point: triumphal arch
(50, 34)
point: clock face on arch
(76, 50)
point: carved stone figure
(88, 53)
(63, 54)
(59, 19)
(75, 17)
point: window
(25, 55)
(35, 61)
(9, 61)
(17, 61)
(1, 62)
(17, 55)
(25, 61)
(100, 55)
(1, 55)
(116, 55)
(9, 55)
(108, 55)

******************************

**WHAT IS EXPECTED**
Using the records above, please retype only the run of lines from the line holding "point: clock face on arch" through the last line, both ends included.

**TASK SOLUTION**
point: clock face on arch
(76, 50)
point: carved stone figure
(88, 53)
(63, 54)
(59, 19)
(75, 17)
point: window
(25, 55)
(35, 61)
(9, 61)
(17, 61)
(1, 62)
(17, 55)
(25, 61)
(100, 55)
(1, 55)
(116, 55)
(9, 55)
(108, 55)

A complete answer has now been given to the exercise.